BEGIN Entries

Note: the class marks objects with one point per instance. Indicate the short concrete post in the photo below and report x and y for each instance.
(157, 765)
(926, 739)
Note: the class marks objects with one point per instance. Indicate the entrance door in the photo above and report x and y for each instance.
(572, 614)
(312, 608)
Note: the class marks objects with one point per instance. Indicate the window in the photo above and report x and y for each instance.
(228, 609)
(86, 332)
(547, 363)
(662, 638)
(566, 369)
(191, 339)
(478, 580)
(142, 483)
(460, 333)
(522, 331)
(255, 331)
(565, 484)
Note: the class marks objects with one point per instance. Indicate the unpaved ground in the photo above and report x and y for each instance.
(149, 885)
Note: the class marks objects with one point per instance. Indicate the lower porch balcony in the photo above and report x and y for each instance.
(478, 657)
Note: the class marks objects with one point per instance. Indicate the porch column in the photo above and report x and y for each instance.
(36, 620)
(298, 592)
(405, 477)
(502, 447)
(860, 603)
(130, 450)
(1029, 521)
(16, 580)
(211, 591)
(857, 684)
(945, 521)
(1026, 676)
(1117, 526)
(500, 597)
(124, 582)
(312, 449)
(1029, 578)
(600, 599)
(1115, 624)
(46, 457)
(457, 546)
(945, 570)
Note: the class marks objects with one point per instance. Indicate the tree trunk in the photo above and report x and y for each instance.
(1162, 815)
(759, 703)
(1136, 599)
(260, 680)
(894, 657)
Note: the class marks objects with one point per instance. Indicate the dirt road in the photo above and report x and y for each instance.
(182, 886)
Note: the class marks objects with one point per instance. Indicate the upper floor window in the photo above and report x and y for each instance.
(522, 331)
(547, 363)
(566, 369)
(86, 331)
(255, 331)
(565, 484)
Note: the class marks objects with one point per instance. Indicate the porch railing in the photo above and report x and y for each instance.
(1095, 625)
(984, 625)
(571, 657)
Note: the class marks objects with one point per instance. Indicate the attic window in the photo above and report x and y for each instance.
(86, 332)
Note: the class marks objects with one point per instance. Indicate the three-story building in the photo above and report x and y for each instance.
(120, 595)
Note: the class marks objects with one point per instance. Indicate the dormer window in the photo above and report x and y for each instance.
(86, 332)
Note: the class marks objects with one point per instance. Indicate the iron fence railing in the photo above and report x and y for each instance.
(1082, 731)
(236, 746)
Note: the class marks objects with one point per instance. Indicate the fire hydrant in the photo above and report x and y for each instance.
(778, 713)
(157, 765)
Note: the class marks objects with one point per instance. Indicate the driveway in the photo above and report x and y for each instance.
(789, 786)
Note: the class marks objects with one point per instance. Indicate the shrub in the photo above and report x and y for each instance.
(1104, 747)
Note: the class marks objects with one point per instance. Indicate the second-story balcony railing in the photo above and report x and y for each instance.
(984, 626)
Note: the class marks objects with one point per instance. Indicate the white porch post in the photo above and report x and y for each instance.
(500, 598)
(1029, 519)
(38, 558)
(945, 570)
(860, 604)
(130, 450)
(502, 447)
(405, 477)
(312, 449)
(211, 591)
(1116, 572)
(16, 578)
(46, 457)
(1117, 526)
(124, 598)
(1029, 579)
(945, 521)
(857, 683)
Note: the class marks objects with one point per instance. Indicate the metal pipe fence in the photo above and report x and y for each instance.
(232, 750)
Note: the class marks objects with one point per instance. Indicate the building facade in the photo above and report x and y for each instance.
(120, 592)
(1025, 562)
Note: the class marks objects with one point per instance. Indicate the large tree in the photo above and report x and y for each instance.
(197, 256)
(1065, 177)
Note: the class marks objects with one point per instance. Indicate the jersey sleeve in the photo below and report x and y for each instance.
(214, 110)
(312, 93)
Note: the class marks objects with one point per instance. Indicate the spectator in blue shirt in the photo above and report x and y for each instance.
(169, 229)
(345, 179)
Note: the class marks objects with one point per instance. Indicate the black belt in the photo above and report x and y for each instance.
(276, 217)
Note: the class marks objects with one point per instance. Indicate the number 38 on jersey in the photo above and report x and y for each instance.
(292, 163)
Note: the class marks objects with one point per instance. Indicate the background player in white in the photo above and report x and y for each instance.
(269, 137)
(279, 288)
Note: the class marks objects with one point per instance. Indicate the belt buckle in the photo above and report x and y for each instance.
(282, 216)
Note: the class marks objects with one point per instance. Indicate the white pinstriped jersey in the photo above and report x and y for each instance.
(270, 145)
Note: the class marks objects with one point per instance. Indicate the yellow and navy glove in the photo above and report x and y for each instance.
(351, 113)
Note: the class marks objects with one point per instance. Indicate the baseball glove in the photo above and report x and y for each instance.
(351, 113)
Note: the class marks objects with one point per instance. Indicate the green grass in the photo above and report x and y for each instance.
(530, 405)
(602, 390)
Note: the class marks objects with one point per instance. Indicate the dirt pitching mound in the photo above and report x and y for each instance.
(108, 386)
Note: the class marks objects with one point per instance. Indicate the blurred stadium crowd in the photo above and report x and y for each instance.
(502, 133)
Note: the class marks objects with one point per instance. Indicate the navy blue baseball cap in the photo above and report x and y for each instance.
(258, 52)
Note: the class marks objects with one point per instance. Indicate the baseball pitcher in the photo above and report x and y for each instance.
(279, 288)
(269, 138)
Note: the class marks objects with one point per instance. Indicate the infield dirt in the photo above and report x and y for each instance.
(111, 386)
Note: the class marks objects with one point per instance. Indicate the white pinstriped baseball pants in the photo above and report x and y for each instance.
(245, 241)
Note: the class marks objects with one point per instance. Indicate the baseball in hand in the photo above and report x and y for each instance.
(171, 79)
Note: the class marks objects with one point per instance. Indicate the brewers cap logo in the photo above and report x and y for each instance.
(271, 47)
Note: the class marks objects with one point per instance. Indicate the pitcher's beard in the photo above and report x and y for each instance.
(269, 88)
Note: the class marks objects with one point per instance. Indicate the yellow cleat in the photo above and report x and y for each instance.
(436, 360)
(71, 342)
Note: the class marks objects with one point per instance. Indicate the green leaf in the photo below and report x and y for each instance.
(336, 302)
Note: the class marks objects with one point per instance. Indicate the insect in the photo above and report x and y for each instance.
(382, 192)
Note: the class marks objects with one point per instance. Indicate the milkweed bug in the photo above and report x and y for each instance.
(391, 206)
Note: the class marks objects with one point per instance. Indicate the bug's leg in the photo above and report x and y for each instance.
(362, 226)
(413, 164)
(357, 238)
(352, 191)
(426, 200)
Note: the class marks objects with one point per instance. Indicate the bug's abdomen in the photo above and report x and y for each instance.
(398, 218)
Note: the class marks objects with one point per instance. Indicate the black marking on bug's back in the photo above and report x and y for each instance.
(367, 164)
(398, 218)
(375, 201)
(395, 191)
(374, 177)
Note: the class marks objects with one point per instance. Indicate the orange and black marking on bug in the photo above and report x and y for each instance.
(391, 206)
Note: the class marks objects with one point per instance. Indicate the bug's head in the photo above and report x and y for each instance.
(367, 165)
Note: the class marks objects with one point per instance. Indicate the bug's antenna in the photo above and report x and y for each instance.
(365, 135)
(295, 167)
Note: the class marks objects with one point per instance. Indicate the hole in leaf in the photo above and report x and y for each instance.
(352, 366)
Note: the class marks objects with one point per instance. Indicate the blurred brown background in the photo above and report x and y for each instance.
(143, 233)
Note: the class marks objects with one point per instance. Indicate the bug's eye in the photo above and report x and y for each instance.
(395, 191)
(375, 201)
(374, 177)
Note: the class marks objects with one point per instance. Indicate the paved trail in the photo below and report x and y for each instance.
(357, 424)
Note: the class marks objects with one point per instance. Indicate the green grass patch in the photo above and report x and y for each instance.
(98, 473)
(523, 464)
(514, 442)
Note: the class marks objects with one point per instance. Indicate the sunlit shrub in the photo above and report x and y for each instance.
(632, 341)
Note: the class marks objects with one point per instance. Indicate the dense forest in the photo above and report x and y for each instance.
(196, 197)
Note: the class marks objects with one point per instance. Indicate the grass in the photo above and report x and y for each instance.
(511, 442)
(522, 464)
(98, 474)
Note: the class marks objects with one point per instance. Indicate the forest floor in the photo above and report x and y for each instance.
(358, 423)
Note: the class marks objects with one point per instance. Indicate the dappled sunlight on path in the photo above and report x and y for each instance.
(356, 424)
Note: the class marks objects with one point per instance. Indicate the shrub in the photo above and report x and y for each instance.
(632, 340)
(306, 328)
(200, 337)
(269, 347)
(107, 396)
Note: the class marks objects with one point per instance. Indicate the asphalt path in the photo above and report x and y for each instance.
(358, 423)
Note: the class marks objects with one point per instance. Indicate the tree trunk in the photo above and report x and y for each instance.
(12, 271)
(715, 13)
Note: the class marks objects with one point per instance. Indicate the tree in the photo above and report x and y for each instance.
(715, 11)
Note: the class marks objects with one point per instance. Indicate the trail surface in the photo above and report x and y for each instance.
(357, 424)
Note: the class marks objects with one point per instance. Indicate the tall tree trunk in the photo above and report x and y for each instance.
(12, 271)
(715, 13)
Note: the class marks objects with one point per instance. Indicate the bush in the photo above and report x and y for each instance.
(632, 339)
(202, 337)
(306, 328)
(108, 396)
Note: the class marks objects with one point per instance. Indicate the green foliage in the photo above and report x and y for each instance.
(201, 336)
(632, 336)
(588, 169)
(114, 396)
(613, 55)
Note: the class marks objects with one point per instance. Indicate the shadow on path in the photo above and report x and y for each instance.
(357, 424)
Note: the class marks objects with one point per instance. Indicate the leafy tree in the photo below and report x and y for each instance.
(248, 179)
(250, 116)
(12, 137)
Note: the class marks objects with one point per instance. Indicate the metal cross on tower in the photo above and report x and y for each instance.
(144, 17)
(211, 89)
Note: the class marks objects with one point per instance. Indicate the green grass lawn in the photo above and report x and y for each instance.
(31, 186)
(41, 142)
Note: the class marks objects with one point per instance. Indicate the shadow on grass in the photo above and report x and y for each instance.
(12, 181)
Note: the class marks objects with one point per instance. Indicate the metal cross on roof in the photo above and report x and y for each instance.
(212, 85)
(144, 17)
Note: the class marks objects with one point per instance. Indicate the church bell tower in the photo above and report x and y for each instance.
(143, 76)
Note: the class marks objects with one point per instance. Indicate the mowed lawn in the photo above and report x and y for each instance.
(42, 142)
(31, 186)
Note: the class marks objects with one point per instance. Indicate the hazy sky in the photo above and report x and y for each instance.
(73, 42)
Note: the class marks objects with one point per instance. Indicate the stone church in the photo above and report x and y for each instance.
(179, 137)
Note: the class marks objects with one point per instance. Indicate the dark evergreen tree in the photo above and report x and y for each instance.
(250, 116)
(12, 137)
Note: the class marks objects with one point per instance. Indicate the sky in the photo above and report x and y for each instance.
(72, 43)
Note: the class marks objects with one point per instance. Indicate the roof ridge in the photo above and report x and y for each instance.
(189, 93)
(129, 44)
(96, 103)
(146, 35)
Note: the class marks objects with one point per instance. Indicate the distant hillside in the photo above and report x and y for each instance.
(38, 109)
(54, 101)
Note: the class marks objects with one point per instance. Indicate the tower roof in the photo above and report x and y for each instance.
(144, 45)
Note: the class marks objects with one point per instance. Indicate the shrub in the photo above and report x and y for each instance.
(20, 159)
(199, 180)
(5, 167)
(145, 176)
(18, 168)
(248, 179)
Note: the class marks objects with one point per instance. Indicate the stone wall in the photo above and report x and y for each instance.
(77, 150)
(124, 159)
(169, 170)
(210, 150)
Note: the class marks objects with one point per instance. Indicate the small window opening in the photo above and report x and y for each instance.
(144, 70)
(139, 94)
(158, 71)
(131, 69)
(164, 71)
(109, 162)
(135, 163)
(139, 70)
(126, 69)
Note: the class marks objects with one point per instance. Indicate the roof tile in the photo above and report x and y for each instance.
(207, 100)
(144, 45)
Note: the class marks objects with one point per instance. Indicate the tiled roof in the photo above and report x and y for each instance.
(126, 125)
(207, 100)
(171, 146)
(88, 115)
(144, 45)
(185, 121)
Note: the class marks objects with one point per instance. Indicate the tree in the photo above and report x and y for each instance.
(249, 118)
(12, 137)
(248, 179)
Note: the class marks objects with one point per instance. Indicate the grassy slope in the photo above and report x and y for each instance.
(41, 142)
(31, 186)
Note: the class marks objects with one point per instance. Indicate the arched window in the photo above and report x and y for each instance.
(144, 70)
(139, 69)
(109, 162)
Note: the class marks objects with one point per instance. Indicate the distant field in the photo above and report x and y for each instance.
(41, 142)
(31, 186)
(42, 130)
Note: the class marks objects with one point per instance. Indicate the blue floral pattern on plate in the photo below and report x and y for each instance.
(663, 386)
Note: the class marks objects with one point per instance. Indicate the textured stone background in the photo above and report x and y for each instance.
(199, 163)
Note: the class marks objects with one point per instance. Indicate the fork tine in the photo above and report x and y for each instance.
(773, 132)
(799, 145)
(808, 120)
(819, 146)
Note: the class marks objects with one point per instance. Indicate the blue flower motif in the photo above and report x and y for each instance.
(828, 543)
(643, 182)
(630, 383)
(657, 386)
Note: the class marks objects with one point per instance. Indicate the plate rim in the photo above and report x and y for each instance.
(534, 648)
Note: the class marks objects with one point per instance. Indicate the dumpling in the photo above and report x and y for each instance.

END Entries

§ Stated goal
Format the lines above, from the line with "the white porch" up to and including the line with "(1025, 562)", as a JSON list of strings with one string per line and no blank lines.

§ Output
[
  "Note: the class marks objects with one point per instance. Indicate the white porch post in the photo above and report x and y for each instance.",
  "(500, 598)",
  "(1029, 519)",
  "(38, 558)",
  "(945, 570)",
  "(860, 604)",
  "(130, 450)",
  "(502, 447)",
  "(405, 477)",
  "(312, 449)",
  "(211, 591)",
  "(1116, 572)",
  "(16, 578)",
  "(46, 457)",
  "(1117, 526)",
  "(124, 598)",
  "(1029, 579)",
  "(945, 521)",
  "(857, 683)",
  "Note: the class marks objects with one point per instance. Indicate the metal pipe fence in the photo above and report x and y for each instance.",
  "(232, 750)",
  "Note: the class marks objects with one point per instance. Indicate the building facade in the photo above and report x and y for each instance.",
  "(120, 592)",
  "(1025, 562)"
]